== EXERCISE AIM ==
Copy out all of the records below word for word, without changing anything.

== PROVIDED ENTRIES ==
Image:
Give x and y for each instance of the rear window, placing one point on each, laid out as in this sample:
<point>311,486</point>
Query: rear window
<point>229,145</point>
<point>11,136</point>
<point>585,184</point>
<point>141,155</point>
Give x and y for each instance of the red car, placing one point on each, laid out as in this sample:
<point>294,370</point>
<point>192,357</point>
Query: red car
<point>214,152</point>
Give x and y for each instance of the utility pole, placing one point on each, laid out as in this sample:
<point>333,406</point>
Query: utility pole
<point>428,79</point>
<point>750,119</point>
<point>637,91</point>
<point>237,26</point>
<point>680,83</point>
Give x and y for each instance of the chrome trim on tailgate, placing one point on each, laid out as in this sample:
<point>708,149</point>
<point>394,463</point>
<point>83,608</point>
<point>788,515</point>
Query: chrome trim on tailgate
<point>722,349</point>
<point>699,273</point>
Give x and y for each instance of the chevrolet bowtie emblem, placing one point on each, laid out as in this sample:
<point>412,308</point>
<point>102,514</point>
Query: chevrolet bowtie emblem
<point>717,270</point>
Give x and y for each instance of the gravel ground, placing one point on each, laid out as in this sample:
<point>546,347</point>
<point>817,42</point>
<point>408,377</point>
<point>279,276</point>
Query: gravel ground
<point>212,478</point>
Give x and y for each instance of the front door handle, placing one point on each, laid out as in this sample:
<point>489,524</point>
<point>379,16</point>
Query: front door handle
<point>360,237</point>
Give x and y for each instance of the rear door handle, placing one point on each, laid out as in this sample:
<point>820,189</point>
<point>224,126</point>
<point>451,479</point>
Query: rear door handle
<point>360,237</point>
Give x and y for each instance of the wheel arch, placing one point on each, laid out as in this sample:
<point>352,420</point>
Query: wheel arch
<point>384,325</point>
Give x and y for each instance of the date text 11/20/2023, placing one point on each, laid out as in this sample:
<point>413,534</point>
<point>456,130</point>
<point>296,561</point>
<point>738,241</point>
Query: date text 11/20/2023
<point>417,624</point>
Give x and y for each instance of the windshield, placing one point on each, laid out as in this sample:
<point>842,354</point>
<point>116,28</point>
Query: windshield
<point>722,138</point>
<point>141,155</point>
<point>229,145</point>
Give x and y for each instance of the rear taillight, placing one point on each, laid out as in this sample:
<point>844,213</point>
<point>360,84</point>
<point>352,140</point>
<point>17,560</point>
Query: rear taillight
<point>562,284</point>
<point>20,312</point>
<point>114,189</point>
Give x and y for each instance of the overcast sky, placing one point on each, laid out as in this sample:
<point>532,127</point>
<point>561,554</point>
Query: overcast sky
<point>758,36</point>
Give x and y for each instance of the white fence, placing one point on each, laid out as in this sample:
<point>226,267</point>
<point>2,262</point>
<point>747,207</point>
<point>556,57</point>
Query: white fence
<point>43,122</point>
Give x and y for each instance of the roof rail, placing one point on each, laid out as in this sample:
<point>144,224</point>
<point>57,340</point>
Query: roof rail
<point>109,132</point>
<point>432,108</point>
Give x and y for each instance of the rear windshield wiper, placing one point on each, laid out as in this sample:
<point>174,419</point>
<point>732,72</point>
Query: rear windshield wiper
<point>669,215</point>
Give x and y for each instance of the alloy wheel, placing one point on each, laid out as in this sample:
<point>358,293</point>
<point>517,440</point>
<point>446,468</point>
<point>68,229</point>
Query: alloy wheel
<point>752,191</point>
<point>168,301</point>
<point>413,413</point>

== ANSWER IN FULL ==
Image:
Give x and y for each instance of the rear window, placing one point on each, laid out as in this sample:
<point>311,486</point>
Query: rear window
<point>229,145</point>
<point>11,136</point>
<point>585,184</point>
<point>141,155</point>
Give x and y for each instance of the red car, placing one point on each, laid out as in this sample:
<point>294,370</point>
<point>192,357</point>
Query: red car
<point>214,152</point>
Give x and y for each instance of the utility pole, placing one point on each, laid out as in this sample:
<point>333,406</point>
Query: utility pole
<point>428,79</point>
<point>750,119</point>
<point>637,91</point>
<point>237,26</point>
<point>680,83</point>
Give x and y for each instance of the chrome trim on tailgate, placing one point on each, laid out as in this sample:
<point>708,149</point>
<point>394,463</point>
<point>83,608</point>
<point>788,515</point>
Query: chrome trim on tailgate
<point>722,349</point>
<point>699,273</point>
Give x and y for each instance of the chevrolet bowtie emblem, placing one point on each, laid out as in this sample:
<point>412,308</point>
<point>102,514</point>
Query: chevrolet bowtie emblem
<point>717,270</point>
Give x and y for each instance of the gravel ground, placing one point on each, laid out as in this sample:
<point>546,347</point>
<point>817,42</point>
<point>408,377</point>
<point>279,276</point>
Query: gravel ground
<point>212,478</point>
Give x and y for each instance of the front door handle, placing one point on each, laid out as in this sample:
<point>489,524</point>
<point>379,16</point>
Query: front door handle
<point>360,237</point>
Give x and y for each instance of the rear door handle, placing one point on each, laid out as in this sample:
<point>820,189</point>
<point>224,126</point>
<point>451,479</point>
Query: rear door handle
<point>360,237</point>
Give x and y for each instance of the wheel arch, placing one point on each, laid out as in this sample:
<point>352,420</point>
Query: wheel arch
<point>384,325</point>
Give x and y for each instance of the date text 11/20/2023, placing one point on each, laid out as in this sample:
<point>413,534</point>
<point>456,130</point>
<point>296,561</point>
<point>738,241</point>
Query: date text 11/20/2023
<point>417,624</point>
Give x and y for each instance of the windshield, placing one point on each, laid out as in this sample:
<point>842,354</point>
<point>116,28</point>
Query: windshield
<point>722,138</point>
<point>141,155</point>
<point>229,145</point>
Give x and y for each instance of the rear taillight, placing one point on each, laid out as in this sample:
<point>844,213</point>
<point>360,84</point>
<point>352,140</point>
<point>17,560</point>
Query: rear taillight
<point>562,284</point>
<point>20,312</point>
<point>114,189</point>
Give x and y for each instance of the overcast sky, placing one point on each, laid out as in this sample:
<point>532,127</point>
<point>561,554</point>
Query: overcast sky
<point>758,36</point>
Give x and y for each instance of the white fence, placing one point on each, laid out as in this sample:
<point>226,267</point>
<point>2,262</point>
<point>747,207</point>
<point>556,57</point>
Query: white fence
<point>43,122</point>
Give x and y for each instance of the roof rail, placing one point on each, laid out as in this sample:
<point>144,224</point>
<point>57,340</point>
Query: roof rail
<point>109,132</point>
<point>432,108</point>
Give x and y for each instance of the rear windshield wiper, placing one point on each, laid out as in this sample:
<point>174,419</point>
<point>732,72</point>
Query: rear windshield wiper
<point>669,215</point>
Give x and y for each instance of the alloy wheel, placing one point on each, laid out as in this sample:
<point>358,293</point>
<point>517,440</point>
<point>446,468</point>
<point>68,229</point>
Query: alloy wheel
<point>752,191</point>
<point>168,301</point>
<point>413,413</point>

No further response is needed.